# Aim of the task:
Reproduce the material below with every instance of "evaluation" changed to "assessment" and nothing else altered.

____________

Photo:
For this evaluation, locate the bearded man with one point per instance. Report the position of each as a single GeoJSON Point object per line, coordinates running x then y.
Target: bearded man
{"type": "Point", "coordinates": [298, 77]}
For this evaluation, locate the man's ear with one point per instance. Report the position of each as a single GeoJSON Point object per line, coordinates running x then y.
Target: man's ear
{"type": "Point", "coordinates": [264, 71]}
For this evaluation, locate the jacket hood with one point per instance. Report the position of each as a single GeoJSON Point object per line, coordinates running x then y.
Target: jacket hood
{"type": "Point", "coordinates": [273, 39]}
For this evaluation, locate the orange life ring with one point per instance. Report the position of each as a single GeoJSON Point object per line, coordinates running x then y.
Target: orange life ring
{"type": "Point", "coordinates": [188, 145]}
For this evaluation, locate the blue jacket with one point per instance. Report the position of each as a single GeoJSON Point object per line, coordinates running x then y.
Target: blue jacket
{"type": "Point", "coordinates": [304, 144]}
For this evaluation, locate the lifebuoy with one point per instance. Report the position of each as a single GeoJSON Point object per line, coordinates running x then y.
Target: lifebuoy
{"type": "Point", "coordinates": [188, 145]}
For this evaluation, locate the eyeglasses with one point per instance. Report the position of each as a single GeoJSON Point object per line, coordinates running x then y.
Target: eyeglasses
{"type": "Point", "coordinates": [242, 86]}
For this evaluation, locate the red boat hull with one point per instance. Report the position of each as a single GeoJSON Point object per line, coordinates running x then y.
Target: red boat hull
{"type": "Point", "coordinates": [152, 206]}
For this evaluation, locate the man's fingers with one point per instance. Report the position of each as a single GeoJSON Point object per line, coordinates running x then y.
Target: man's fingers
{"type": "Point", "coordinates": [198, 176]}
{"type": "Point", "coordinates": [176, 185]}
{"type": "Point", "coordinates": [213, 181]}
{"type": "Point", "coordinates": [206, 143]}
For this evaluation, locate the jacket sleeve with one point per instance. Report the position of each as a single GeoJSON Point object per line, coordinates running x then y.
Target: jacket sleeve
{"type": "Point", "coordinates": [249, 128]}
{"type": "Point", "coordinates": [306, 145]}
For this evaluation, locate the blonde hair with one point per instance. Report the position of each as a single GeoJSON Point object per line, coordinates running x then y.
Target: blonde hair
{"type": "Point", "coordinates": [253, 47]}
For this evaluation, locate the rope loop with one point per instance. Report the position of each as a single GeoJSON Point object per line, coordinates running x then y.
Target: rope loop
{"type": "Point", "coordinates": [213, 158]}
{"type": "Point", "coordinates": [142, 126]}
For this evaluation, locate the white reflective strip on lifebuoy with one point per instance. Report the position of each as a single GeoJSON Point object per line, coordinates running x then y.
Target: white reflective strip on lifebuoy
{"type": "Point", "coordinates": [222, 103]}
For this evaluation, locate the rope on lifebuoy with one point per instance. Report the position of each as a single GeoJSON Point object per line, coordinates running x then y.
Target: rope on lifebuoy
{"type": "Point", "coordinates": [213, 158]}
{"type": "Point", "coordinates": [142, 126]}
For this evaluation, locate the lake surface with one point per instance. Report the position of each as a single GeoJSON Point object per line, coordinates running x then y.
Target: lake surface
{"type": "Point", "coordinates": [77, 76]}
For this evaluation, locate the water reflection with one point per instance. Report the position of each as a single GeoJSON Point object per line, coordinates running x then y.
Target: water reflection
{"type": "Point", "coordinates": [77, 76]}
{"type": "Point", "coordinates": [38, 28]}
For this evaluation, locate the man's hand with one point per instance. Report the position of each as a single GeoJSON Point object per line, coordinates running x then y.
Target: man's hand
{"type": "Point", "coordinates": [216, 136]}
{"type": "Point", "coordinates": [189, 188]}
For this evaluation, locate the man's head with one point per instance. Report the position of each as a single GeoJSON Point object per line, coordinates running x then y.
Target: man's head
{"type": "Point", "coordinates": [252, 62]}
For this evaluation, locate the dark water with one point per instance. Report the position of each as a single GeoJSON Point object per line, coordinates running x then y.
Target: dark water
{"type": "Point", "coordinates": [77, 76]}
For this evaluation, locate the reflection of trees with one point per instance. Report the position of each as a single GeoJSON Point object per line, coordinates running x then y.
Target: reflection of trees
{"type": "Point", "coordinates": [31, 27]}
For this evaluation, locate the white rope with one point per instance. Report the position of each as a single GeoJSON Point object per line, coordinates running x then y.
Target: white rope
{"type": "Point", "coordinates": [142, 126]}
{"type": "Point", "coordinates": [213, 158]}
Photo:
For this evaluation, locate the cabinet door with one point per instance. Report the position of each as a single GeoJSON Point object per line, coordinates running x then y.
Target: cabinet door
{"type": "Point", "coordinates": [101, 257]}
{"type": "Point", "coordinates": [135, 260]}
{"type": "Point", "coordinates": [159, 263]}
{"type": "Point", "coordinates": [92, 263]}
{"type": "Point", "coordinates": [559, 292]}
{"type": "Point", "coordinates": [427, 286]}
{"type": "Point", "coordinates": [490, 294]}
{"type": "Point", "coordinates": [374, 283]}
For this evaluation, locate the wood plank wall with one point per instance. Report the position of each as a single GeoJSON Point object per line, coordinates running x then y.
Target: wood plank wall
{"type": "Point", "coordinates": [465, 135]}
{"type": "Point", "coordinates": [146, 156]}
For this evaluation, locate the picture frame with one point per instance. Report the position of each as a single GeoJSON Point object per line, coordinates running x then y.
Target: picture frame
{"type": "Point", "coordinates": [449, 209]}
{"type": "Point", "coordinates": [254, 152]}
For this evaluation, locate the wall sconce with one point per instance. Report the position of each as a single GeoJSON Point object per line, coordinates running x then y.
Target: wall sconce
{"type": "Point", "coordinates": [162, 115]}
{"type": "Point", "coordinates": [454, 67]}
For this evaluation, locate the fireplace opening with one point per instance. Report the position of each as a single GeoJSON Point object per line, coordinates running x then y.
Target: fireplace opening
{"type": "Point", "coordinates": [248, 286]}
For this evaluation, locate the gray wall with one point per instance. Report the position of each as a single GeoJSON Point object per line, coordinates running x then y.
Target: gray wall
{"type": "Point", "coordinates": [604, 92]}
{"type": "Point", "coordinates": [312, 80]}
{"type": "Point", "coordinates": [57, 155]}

____________

# Answer to the exercise:
Photo:
For this assessment, locate the bearded man with one point per instance. Report the position of each as a single GeoJSON Point object per line, coordinates running x then y.
Target: bearded man
{"type": "Point", "coordinates": [298, 77]}
For this assessment, locate the man's ear with one point per instance. Report the position of each as a single GeoJSON Point object per line, coordinates running x then y.
Target: man's ear
{"type": "Point", "coordinates": [264, 71]}
For this assessment, locate the jacket hood with one point per instance. Report the position of each as a single GeoJSON Point object per line, coordinates running x then y.
Target: jacket hood
{"type": "Point", "coordinates": [273, 39]}
For this assessment, locate the orange life ring with one point per instance. Report the position of each as a single GeoJSON Point object per line, coordinates running x then y.
Target: orange life ring
{"type": "Point", "coordinates": [188, 145]}
For this assessment, locate the blue jacket with one point per instance. Report the position of each as a single GeoJSON Point object per line, coordinates running x then y.
Target: blue jacket
{"type": "Point", "coordinates": [304, 144]}
For this assessment, locate the lifebuoy with one point per instance. Report the position of each as a single GeoJSON Point object per line, coordinates running x then y.
Target: lifebuoy
{"type": "Point", "coordinates": [188, 145]}
For this assessment, locate the eyeglasses with one point per instance. Report the position of each as a single GeoJSON Point object per line, coordinates running x then y.
Target: eyeglasses
{"type": "Point", "coordinates": [242, 86]}
For this assessment, locate the red boat hull with one point per instance. Report the position of each as a single GeoJSON Point object per line, coordinates running x then y.
Target: red boat hull
{"type": "Point", "coordinates": [152, 206]}
For this assessment, locate the man's fingers with one point per instance. Report the position of each as a single GeoJSON Point object per line, coordinates running x then y.
Target: man's fingers
{"type": "Point", "coordinates": [198, 176]}
{"type": "Point", "coordinates": [176, 185]}
{"type": "Point", "coordinates": [213, 181]}
{"type": "Point", "coordinates": [206, 143]}
For this assessment, locate the jacket sleeve with one point per instance. Report the position of each as a single GeoJSON Point object per line, coordinates running x then y.
Target: jacket sleeve
{"type": "Point", "coordinates": [249, 128]}
{"type": "Point", "coordinates": [306, 145]}
For this assessment, locate the blonde hair with one point per instance. Report the position of each as a single GeoJSON Point object per line, coordinates running x then y.
Target: blonde hair
{"type": "Point", "coordinates": [253, 47]}
For this assessment, locate the rope loop with one point per instance. Report the position of each as a single GeoJSON Point object per line, coordinates running x then y.
Target: rope loop
{"type": "Point", "coordinates": [213, 158]}
{"type": "Point", "coordinates": [142, 126]}
For this assessment, locate the white reflective strip on lifebuoy with one point per instance. Report the position of each as a single GeoJSON Point object per line, coordinates running x then y.
Target: white reflective strip on lifebuoy
{"type": "Point", "coordinates": [222, 103]}
For this assessment, locate the rope on lifebuoy with one point per instance. Report the position of each as a single GeoJSON Point object per line, coordinates running x then y.
Target: rope on lifebuoy
{"type": "Point", "coordinates": [213, 158]}
{"type": "Point", "coordinates": [142, 126]}
For this assessment, locate the lake surface with one point per instance. Report the position of each as a single GeoJSON Point object per line, coordinates running x then y.
Target: lake surface
{"type": "Point", "coordinates": [77, 76]}
For this assessment, locate the water reflection with one point per instance. Report the position of each as a single GeoJSON Point object per line, coordinates running x then y.
Target: water reflection
{"type": "Point", "coordinates": [77, 76]}
{"type": "Point", "coordinates": [38, 28]}
For this assessment, locate the man's hand with one point per instance. Report the position of each as a single GeoJSON Point object per line, coordinates running x then y.
Target: man's hand
{"type": "Point", "coordinates": [216, 136]}
{"type": "Point", "coordinates": [189, 188]}
For this assessment, locate the man's head with one point per instance. Report the position of each as a single GeoJSON Point object per line, coordinates running x then y.
Target: man's head
{"type": "Point", "coordinates": [252, 62]}
For this assessment, locate the dark water with one point per instance. Report the position of each as a single GeoJSON Point object per line, coordinates running x then y.
Target: dark water
{"type": "Point", "coordinates": [77, 76]}
For this assessment, locate the reflection of trees with one point per instance. Report the position of each as a single GeoJSON Point object per line, coordinates running x then y.
Target: reflection of trees
{"type": "Point", "coordinates": [31, 27]}
For this assessment, locate the white rope with one point per instance. Report the position of each as a single GeoJSON Point object per line, coordinates running x then y.
Target: white rope
{"type": "Point", "coordinates": [142, 126]}
{"type": "Point", "coordinates": [213, 158]}
Photo:
For this assessment, locate the cabinet door with one point per instance. Report the position of each as a single GeoJSON Point object per line, coordinates running x then y.
Target: cabinet door
{"type": "Point", "coordinates": [101, 257]}
{"type": "Point", "coordinates": [135, 260]}
{"type": "Point", "coordinates": [159, 263]}
{"type": "Point", "coordinates": [92, 263]}
{"type": "Point", "coordinates": [559, 292]}
{"type": "Point", "coordinates": [427, 286]}
{"type": "Point", "coordinates": [490, 294]}
{"type": "Point", "coordinates": [374, 283]}
For this assessment, locate the wood plank wall with one point per instance. Report the position of each as a single GeoJSON Point object per line, coordinates running x then y.
Target: wood plank wall
{"type": "Point", "coordinates": [465, 135]}
{"type": "Point", "coordinates": [146, 156]}
For this assessment, locate the picture frame with one point per instance. Report the position of each as a single GeoJSON Point object per line, coordinates running x then y.
Target: picture frame
{"type": "Point", "coordinates": [449, 209]}
{"type": "Point", "coordinates": [254, 152]}
For this assessment, locate the wall sconce with one point per instance. Report the position of each as a single GeoJSON Point object per line, coordinates running x then y.
Target: wall sconce
{"type": "Point", "coordinates": [162, 115]}
{"type": "Point", "coordinates": [454, 67]}
For this assessment, locate the fireplace opening with one point per instance. Report the position of each as a single GeoJSON Point object per line, coordinates running x then y.
Target: fireplace opening
{"type": "Point", "coordinates": [248, 286]}
For this assessment, locate the gray wall with one point per instance. Report the position of each as a single GeoJSON Point object per line, coordinates running x then y.
Target: gray wall
{"type": "Point", "coordinates": [604, 92]}
{"type": "Point", "coordinates": [312, 80]}
{"type": "Point", "coordinates": [57, 155]}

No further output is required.